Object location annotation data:

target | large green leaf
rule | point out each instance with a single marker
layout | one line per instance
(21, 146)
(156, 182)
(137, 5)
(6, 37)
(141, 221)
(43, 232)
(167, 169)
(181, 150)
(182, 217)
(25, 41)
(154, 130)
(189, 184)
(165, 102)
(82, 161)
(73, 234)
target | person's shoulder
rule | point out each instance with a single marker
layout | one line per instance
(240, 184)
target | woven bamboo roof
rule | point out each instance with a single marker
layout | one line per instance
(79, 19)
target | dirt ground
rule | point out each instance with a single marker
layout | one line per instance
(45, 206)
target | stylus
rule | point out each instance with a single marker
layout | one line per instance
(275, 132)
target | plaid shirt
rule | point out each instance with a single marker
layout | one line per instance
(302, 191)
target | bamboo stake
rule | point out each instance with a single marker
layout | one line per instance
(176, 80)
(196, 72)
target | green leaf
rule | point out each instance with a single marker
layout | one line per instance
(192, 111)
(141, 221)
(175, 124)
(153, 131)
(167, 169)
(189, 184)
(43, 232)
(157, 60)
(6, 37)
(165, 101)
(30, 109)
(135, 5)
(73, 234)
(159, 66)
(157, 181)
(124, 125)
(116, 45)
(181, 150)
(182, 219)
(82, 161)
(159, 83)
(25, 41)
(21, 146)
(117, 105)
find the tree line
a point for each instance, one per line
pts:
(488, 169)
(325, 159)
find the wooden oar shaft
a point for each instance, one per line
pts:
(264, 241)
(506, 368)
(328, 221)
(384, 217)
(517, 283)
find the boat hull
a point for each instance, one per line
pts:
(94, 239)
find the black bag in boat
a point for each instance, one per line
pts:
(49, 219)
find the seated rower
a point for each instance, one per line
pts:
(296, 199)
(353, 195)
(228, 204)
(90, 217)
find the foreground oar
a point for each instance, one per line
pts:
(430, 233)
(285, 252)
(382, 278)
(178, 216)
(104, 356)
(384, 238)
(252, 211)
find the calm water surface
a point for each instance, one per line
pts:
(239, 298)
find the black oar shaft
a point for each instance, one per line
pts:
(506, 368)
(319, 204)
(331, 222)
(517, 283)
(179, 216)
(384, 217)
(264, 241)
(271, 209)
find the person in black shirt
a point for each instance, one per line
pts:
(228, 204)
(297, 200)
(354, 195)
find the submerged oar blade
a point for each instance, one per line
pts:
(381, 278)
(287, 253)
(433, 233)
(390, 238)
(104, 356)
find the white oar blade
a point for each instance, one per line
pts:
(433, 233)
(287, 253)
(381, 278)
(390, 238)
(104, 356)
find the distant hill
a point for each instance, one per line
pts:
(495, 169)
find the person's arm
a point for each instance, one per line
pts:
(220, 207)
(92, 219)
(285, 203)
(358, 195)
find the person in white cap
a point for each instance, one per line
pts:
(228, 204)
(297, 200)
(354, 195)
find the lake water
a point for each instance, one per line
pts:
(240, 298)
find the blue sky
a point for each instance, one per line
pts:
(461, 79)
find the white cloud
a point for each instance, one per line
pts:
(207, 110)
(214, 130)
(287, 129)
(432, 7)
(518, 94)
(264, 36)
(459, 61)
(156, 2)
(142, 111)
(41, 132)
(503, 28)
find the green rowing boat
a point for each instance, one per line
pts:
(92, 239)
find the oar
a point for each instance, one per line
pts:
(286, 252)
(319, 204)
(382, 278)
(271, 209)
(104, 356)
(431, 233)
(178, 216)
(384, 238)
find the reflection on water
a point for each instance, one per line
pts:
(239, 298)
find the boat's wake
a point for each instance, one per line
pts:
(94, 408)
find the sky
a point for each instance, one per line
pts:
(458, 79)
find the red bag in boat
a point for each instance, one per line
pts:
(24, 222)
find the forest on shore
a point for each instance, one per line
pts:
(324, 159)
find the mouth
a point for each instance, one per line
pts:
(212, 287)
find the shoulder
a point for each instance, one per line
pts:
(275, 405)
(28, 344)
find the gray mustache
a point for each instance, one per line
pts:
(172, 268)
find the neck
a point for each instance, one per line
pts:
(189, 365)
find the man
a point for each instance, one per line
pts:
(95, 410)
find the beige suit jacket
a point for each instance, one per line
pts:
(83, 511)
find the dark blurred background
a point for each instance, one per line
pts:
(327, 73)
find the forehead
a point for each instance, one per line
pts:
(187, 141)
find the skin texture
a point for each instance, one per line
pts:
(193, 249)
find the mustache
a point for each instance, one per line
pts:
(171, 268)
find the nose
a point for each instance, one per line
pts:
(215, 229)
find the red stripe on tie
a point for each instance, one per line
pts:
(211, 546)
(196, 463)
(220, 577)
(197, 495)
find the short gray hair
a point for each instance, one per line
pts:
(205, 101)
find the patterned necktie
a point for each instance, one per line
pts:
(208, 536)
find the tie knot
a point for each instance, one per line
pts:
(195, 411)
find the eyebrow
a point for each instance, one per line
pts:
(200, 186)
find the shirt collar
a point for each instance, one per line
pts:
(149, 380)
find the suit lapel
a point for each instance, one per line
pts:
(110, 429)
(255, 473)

* **PROMPT**: Output the lines of the records from the line containing "find the eyebrow" through the end of the records, inclusive, as a JSON list of strings with one string per line and blank lines left out.

* **RESPONSE**:
[
  "find the eyebrow",
  "a point for each instance, one per line",
  "pts:",
  "(200, 186)",
  "find the shirt collar",
  "a point for each instance, one per line",
  "pts:",
  "(149, 380)",
  "find the suit lapel",
  "a point for each instance, one per line",
  "pts:",
  "(110, 429)",
  "(255, 473)"
]